**EXERCISE DETAILS**
Please return every record below exactly as it stands.
--------------------------------
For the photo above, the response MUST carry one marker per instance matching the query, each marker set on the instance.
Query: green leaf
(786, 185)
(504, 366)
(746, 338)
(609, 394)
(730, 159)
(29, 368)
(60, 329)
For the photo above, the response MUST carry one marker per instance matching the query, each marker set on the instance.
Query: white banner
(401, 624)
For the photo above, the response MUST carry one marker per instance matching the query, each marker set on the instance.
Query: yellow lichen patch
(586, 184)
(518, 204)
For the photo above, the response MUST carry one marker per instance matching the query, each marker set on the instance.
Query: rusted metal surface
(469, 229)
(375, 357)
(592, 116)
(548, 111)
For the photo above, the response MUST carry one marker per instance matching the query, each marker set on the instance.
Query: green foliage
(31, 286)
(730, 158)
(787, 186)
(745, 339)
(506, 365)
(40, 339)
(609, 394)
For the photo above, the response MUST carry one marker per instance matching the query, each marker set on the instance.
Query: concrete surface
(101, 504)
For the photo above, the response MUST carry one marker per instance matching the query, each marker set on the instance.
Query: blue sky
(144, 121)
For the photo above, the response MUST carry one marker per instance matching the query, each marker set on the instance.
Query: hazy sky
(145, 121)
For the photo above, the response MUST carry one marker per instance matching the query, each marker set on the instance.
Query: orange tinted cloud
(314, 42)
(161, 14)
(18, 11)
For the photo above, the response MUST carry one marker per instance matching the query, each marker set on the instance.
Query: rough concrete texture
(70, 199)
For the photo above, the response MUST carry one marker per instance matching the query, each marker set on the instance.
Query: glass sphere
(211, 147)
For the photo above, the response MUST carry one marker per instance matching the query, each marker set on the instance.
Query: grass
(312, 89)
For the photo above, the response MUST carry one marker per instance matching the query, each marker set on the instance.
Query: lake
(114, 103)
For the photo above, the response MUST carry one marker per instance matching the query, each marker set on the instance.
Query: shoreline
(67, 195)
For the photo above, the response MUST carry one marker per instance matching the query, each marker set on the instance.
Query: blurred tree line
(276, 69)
--------------------------------
**RESULT FOR THIS TASK**
For the photo above, the response MUST carry one marker per instance matching the query, each marker set on the instance.
Query: green leaf
(786, 185)
(504, 366)
(746, 338)
(609, 394)
(730, 159)
(29, 368)
(60, 329)
For the photo above, the response MUST carry one marker per instance matching the query, each marker set on the instance.
Query: white banner
(401, 624)
For the photo above, the response MUST carry one marker per instance matching the query, each marker set on the instance.
Query: yellow lichen patch
(586, 184)
(518, 204)
For the photo above, the response MUST carry one marker per instance matching the query, each marker set on the instance.
Query: rusted metal surface
(469, 229)
(375, 357)
(592, 116)
(548, 111)
For the photo above, the response MUST carry one marker per instance matching the query, each marker set on the instance.
Query: green foliage
(31, 286)
(730, 158)
(787, 186)
(745, 339)
(506, 365)
(40, 339)
(609, 394)
For the photo above, the response MUST carry one marker per instance matching the query, each marker set on the instance.
Query: concrete surface
(101, 504)
For the photo above, the response MUST carry one marker per instance matching the query, each marker set on the instance.
Query: blue sky
(144, 121)
For the photo above, the response MUST carry one marker per instance matching the query, each marker set on the instance.
Query: hazy sky
(145, 121)
For the photo above, the response MUST carry one marker per instance matching the query, each marker set on the instance.
Query: orange tinted cloud
(314, 42)
(161, 14)
(18, 11)
For the photo above, the response MUST carry one marker per instance matching the query, each marker set on the instance.
Query: rough concrete texture
(70, 199)
For the photo above, the response MUST carry one marker per instance matching the query, each marker set on the instance.
Query: glass sphere
(211, 147)
For the photo above, the response MUST carry one marker per instance matching the query, each marker set on the instance.
Query: grass
(312, 89)
For the photo above, the response MUST carry one marker per instance matching the query, each marker set on the instance.
Query: lake
(114, 103)
For the photo above, the response MUST carry one marker per instance matching the query, each marker set on the instance.
Query: shoreline
(67, 195)
For the photo above, the response MUST carry one marker per instance matching the query, each marker set on the instance.
Query: blurred tree line
(276, 69)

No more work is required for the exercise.